§ **Requirement**
Filter the entries down to the lines holding "windshield", then copy those lines.

§ **Provided records**
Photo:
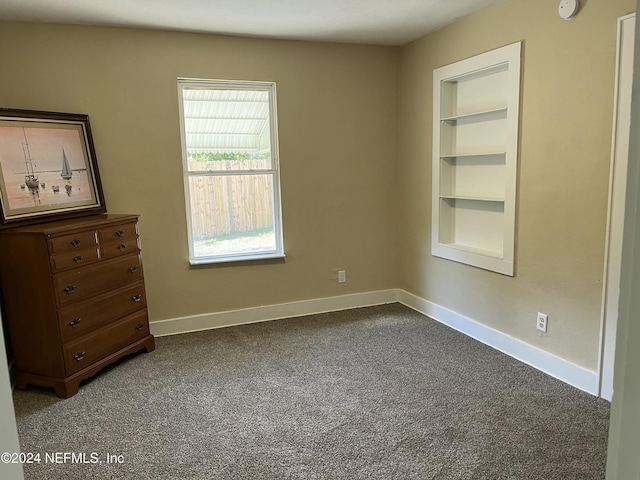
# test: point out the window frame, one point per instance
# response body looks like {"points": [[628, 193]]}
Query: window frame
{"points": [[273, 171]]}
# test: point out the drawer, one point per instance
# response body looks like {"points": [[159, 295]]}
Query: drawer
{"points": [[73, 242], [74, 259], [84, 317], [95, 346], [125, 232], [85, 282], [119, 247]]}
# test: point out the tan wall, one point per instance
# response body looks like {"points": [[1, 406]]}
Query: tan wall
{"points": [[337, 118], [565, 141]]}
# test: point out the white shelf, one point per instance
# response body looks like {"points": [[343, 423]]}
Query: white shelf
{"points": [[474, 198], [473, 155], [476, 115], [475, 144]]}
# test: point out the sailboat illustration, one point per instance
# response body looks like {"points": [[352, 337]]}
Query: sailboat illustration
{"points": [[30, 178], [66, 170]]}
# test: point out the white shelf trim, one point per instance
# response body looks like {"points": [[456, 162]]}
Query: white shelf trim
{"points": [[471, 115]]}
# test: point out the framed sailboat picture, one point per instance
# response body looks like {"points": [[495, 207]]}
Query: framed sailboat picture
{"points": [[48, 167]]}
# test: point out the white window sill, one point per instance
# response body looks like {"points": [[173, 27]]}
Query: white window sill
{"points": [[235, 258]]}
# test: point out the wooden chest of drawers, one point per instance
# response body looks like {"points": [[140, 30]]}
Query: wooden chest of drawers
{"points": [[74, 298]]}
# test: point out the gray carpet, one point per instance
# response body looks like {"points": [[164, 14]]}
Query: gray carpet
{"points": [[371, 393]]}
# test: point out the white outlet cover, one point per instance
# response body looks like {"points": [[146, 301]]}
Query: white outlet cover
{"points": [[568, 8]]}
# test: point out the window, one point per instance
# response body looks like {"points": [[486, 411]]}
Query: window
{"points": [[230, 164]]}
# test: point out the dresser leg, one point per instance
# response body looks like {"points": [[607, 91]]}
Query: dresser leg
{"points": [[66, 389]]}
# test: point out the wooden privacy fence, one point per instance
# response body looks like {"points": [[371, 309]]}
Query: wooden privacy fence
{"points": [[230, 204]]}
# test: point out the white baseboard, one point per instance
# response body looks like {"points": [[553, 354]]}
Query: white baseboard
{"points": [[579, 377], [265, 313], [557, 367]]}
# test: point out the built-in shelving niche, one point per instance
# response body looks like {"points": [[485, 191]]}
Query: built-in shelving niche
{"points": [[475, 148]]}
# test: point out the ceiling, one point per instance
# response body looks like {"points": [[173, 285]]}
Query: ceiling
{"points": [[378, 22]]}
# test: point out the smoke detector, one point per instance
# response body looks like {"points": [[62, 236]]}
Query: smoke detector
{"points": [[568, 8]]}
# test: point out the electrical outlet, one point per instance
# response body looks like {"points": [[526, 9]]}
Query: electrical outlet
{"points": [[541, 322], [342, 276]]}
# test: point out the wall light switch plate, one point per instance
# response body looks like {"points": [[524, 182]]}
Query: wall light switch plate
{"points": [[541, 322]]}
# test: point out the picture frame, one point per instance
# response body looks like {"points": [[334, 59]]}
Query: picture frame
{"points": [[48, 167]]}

--

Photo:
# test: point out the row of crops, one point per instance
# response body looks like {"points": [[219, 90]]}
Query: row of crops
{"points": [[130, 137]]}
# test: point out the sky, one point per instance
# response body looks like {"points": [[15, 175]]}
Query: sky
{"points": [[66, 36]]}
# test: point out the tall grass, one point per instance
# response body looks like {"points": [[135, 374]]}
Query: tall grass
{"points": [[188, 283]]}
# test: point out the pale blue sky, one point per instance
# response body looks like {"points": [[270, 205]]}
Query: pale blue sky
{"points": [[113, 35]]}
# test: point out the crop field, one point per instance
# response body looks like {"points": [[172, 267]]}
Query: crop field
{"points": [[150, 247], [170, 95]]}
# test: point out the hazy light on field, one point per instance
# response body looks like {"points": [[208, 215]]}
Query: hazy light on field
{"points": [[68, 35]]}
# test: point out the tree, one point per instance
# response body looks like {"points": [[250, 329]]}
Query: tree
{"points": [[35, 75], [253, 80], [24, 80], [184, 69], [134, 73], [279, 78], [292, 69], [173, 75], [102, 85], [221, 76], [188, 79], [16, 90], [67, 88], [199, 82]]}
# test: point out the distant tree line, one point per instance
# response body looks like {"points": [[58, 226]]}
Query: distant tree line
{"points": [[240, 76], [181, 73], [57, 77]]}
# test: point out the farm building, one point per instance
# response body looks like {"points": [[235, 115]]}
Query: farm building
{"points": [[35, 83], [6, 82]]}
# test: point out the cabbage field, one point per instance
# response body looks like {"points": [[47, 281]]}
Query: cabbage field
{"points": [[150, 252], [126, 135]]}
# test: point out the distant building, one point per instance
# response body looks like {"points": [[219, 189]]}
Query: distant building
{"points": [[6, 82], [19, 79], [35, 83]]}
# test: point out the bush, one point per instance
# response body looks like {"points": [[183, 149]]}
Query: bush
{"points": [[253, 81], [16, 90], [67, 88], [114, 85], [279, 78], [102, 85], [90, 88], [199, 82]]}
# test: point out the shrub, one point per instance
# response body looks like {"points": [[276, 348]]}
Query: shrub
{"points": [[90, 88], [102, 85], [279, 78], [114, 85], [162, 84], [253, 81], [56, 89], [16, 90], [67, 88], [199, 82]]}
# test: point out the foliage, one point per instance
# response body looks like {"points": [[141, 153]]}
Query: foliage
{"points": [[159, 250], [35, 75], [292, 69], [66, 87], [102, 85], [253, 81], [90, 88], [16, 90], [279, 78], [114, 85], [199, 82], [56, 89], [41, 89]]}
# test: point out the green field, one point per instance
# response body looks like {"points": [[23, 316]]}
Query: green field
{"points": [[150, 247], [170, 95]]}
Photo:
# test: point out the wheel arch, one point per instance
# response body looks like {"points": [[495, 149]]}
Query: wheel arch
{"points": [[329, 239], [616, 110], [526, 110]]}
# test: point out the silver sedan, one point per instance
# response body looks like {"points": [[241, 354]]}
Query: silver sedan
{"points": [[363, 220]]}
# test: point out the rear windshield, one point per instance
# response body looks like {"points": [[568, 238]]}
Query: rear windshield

§ **Result**
# test: point out the rear windshield, one point per instance
Query: rear windshield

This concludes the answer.